Activity → From the first line of the records through the line containing "[(346, 387), (458, 234), (492, 291), (508, 328)]", retype every line exactly and nothing else.

____

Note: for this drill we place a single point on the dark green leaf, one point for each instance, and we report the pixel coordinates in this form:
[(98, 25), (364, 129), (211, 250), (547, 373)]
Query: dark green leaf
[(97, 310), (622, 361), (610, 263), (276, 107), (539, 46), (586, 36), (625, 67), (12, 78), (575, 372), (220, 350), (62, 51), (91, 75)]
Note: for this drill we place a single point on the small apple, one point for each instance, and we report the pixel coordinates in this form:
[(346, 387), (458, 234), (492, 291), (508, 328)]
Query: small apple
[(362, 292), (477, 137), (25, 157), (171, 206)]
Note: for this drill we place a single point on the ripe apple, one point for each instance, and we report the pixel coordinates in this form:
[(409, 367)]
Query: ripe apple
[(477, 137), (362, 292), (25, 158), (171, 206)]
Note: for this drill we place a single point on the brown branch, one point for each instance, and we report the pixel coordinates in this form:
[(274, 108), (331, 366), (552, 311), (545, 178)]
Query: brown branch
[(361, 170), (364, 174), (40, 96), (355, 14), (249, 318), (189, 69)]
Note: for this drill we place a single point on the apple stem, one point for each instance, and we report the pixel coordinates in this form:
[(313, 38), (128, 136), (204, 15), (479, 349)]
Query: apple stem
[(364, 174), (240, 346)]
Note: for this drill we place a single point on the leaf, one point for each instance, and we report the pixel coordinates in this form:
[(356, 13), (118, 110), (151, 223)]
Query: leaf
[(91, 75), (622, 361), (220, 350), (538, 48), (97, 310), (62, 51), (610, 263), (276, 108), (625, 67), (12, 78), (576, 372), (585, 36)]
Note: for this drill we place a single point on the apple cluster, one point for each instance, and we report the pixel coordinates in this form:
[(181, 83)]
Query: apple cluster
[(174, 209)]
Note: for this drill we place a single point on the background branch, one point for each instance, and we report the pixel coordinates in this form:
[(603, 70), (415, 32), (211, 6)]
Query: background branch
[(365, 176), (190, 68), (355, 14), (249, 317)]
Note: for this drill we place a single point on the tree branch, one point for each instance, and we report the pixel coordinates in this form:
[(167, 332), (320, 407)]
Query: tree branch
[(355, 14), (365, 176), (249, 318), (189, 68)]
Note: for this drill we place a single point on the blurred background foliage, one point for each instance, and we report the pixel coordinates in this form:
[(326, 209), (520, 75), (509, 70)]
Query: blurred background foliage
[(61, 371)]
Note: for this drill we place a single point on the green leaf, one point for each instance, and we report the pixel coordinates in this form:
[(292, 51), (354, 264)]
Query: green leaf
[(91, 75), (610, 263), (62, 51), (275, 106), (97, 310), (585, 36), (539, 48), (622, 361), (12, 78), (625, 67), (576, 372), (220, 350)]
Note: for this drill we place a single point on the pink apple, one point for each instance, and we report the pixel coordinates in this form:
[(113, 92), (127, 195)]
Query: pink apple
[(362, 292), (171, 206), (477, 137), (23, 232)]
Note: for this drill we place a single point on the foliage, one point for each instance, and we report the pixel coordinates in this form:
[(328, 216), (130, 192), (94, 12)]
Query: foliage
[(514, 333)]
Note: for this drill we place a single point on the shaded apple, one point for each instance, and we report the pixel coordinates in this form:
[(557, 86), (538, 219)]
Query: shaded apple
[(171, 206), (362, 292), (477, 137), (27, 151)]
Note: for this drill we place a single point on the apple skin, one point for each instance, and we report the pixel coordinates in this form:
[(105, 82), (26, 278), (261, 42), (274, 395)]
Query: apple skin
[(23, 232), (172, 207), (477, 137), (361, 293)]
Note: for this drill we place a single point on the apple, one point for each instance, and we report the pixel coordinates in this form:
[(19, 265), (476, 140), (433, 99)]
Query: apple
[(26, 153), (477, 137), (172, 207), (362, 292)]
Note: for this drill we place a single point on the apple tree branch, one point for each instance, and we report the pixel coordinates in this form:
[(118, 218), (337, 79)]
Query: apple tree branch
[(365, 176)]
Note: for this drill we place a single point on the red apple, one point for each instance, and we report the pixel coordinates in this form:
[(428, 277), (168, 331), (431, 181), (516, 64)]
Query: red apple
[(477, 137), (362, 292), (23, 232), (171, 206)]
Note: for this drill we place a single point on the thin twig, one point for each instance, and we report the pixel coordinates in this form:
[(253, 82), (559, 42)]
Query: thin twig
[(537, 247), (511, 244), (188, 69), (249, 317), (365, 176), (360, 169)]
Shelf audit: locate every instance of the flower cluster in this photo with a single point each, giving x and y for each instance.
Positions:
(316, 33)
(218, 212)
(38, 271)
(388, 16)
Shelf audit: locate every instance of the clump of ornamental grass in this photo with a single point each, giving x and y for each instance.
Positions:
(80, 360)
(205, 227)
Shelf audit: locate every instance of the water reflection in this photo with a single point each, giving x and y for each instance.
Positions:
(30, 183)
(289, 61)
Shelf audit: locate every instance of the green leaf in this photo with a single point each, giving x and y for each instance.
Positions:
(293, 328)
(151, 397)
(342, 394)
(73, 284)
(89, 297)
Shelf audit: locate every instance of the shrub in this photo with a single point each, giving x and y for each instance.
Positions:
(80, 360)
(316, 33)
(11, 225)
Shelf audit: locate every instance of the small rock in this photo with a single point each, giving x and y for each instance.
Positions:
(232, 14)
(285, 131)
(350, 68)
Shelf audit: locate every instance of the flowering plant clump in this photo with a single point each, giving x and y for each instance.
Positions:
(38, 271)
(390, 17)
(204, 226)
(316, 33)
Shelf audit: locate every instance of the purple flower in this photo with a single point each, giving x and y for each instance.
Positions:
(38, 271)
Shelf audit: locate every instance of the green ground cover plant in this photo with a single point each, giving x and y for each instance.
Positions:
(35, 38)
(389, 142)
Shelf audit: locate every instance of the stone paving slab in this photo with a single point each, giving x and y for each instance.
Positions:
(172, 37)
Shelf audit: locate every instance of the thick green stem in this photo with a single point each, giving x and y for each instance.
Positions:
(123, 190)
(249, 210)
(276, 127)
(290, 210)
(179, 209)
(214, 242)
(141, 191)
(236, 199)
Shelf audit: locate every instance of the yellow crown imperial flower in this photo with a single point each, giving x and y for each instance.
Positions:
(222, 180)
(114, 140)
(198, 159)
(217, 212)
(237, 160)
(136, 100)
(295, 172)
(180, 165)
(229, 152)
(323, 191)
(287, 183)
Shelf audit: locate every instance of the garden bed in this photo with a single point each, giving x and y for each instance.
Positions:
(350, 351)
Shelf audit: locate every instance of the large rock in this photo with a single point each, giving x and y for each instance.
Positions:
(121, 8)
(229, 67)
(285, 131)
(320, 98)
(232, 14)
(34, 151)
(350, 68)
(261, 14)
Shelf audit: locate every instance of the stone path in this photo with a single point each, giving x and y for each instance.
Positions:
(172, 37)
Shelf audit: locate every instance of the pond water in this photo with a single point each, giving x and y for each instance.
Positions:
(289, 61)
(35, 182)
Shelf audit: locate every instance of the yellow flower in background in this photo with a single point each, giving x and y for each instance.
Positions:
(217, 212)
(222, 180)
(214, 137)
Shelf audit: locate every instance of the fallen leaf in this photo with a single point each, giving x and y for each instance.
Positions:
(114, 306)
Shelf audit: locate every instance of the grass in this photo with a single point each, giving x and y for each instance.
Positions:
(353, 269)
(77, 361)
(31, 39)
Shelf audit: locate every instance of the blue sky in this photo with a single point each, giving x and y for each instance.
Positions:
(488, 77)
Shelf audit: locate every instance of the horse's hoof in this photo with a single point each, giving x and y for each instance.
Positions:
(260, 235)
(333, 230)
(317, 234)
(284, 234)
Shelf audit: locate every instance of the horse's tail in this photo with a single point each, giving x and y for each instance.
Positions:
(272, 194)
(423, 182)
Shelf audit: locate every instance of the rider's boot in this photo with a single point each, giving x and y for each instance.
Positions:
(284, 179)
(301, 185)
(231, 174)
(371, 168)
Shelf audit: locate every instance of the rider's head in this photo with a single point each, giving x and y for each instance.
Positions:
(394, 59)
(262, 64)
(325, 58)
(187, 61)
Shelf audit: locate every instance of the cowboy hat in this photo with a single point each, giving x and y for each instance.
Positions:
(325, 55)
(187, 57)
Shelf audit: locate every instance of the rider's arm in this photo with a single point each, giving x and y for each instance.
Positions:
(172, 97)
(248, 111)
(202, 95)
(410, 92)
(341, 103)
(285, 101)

____

Reply to the exercise →
Note: for this drill we place a single point on the dark green leaf, one point for each instance, and we report the pixel coordinates in this form:
[(98, 25), (364, 129), (211, 250), (547, 373)]
Query: dark green leaf
[(97, 310), (622, 361), (610, 263), (276, 107), (539, 46), (586, 36), (625, 67), (12, 78), (575, 372), (220, 350), (62, 51), (91, 75)]
Note: for this drill we place a single point on the small apple, one point for each instance, and we report the pixel coordinates in this form:
[(346, 387), (458, 234), (492, 291), (508, 328)]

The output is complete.